◆ Task requirements
The entries should each be set down again precisely.

------ Records

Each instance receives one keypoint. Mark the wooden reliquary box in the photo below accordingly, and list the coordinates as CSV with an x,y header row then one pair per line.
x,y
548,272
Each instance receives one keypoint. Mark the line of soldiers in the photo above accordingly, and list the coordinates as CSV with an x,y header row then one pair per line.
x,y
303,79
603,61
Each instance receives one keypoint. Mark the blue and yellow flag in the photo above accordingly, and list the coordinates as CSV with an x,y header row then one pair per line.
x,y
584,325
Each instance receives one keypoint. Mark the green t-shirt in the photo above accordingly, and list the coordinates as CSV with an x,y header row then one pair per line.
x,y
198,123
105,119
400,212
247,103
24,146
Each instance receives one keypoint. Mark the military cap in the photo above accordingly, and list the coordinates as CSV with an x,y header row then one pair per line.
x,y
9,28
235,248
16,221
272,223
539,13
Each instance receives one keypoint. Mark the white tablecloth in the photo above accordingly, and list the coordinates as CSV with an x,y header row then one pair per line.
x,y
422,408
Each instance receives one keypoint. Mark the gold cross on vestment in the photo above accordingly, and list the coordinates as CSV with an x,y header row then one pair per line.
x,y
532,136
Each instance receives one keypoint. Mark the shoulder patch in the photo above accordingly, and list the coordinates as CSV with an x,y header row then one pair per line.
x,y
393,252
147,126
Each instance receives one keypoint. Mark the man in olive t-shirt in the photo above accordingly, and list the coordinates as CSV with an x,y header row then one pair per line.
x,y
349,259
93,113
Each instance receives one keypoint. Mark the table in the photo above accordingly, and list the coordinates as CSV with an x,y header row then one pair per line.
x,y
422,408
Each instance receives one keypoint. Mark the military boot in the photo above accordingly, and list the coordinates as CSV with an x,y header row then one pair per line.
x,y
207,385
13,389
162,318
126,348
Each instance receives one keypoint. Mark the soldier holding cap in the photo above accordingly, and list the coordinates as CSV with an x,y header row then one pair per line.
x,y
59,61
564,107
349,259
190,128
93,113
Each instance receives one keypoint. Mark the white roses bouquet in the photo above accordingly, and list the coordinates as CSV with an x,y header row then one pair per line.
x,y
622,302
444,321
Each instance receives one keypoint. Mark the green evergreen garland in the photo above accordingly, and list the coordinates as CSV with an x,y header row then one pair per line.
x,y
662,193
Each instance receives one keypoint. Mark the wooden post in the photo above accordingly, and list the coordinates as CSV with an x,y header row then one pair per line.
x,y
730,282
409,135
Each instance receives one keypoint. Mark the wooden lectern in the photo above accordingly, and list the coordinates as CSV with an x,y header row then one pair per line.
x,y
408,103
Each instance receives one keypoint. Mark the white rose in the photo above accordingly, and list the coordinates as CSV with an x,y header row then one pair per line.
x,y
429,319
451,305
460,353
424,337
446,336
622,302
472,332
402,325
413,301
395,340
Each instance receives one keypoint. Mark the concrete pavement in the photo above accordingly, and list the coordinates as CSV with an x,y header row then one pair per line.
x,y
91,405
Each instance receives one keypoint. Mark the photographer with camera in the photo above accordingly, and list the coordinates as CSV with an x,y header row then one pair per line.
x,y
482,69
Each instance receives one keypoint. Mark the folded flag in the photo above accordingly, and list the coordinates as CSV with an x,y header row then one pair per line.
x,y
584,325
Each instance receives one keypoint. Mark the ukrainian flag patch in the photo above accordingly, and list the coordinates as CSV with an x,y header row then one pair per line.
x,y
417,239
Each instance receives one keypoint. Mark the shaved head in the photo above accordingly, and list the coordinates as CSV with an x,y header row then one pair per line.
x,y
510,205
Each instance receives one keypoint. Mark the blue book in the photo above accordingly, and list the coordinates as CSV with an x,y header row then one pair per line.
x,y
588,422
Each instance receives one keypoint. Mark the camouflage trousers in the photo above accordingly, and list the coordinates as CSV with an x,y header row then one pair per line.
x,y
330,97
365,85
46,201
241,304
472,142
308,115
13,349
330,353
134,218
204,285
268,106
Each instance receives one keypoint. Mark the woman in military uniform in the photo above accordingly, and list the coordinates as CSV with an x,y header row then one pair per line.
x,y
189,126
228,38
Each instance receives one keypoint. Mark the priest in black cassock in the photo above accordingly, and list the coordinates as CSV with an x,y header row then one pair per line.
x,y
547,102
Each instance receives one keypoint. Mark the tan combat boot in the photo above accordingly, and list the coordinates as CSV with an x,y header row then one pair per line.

------------

◆ Result of the task
Each instance receives one keypoint. Mark the wooden reliquary box in the photo below accordingly, and list the coordinates as CSV with an x,y header row then one pair per line.
x,y
548,272
Each instance receives one keypoint. Mark the line of soldiers in the photo above accordingly, and list the coordinates as CSV with an x,y header row then one pair per line.
x,y
303,79
603,61
Each instance receives one keypoint. Mark the blue and yellow flag in the photo above accordingly, and list the coordinates as CSV with an x,y header row then one pair per line.
x,y
584,325
Each instance receives one keypoint. Mark the green t-shirt in the photo above accordingly, and list the coordinates as CSV with an x,y header row then one pair per line.
x,y
198,123
105,119
400,212
247,103
24,146
Each instance receives one keypoint. Mark the military cap in the photo above accordingly, and list the coordinates as CSV with an x,y header row then one pair per line.
x,y
9,28
235,248
16,221
272,223
539,13
Each instance receives one keypoint. Mark the white tablecloth in the photo above accordingly, and list the coordinates as CSV with an x,y header row then one pair per line.
x,y
422,408
Each instance receives one keypoint. Mark the gold cross on vestment in the photo above accordingly, and list the coordinates as CSV with an x,y header row then one pair per line.
x,y
532,136
Each instance receives one keypoint. Mark the shoulder patch in the photo above accordingly, and list the coordinates as CSV with an x,y header row then one pair per line.
x,y
393,252
147,126
Each instance receives one keypoint. Mark the man in olive t-shirt in the photo above accordingly, and list the coordinates as CSV with an x,y header row then one pair per line.
x,y
349,259
93,113
Each instance receives one keypoint. Mark the table in the photo above accordingly, and list the coordinates as CSV with an x,y header row then one pair per line.
x,y
422,408
Each instance receives one keypoint. Mark the military boot in the photo above accordingly, and list the coordinates as CSV with an x,y header row then one pair per line.
x,y
207,385
13,389
162,318
126,348
Each instance receives one keypoint. Mark the soldier holding cap in the photo above accordingly, and list the coordinates as CSV with an x,y header row then one pair per line.
x,y
59,61
564,107
349,259
190,128
93,113
Each instance receives one keypoint. Mark the white roses bouquet in the photo above accordingly, and list the coordinates as CSV with an x,y header row then one pair per line.
x,y
622,302
444,321
Each instance receives one keypoint. Mark the green evergreen garland in the photo above accordingly, and list the coordinates as CSV with an x,y header row then one pair per line.
x,y
662,193
Each instance receives one keypoint. Mark the wooden post in the photo above accordingly, and list the coordinates as CSV with an x,y header row then one pair per line.
x,y
730,282
409,135
Each instance receives one keypoint. Mark the wooden lectern in the photo above accordingly, and list the coordinates as CSV with an x,y header row then one pair per line.
x,y
408,103
Each instance receives one keypoint. Mark the white rose in the photo above accordingly, and list the coordinates as CSV with an x,y header row then one pair per line.
x,y
429,319
451,305
460,353
424,337
446,336
622,302
472,332
402,325
413,301
395,340
Each instance receives one keypoint. Mark the concrete pavement in the photo above accordingly, and list the coordinates as CSV with an x,y header row then one pair per line.
x,y
91,405
Each instance receives one keypoint. Mark the photographer with camera in the photo above accordingly, and list the coordinates as CSV with an x,y header row then one pair per line.
x,y
482,69
Each instance receives one keypoint. Mark the folded flag in the photo above accordingly, and list the coordinates as CSV with an x,y header row then one pair per line.
x,y
584,325
Each instance receives one keypoint. Mark the ukrainian flag patch in the photo above accordingly, and list the coordinates as CSV with an x,y header row then one pair per line.
x,y
417,239
Each instance receives one keypoint. Mark the shaved head in the photo above accordingly, and list the coordinates as CSV with an x,y header row then one pair per line.
x,y
510,205
Each instance receives one keypoint. Mark the blue book in the photo above accordingly, and list the coordinates as CSV with an x,y header row then one pair per line.
x,y
588,422
Each instance receives one keypoint. Mark the camouflage trousers in the photo above accordingly, and list the coordinates as CSV with an x,y header row then one pair per line.
x,y
330,97
365,85
46,201
241,304
472,142
308,115
13,349
330,353
134,218
204,285
268,106
Each instance receives one keypoint. Mark the woman in military uniform in the photo above accordingly, and list the coordinates as CSV with an x,y header row then one pair per line.
x,y
189,126
228,38
Each instance receives one keypoint. Mark the priest in black cassock in the photo above accordingly, and list the coordinates as CSV with an x,y header row then one pair per line.
x,y
547,102
Each instance receives one keypoint. Mark the tan combat boot in the photo above accordingly, and list the coordinates as CSV with an x,y header row then one pair per line.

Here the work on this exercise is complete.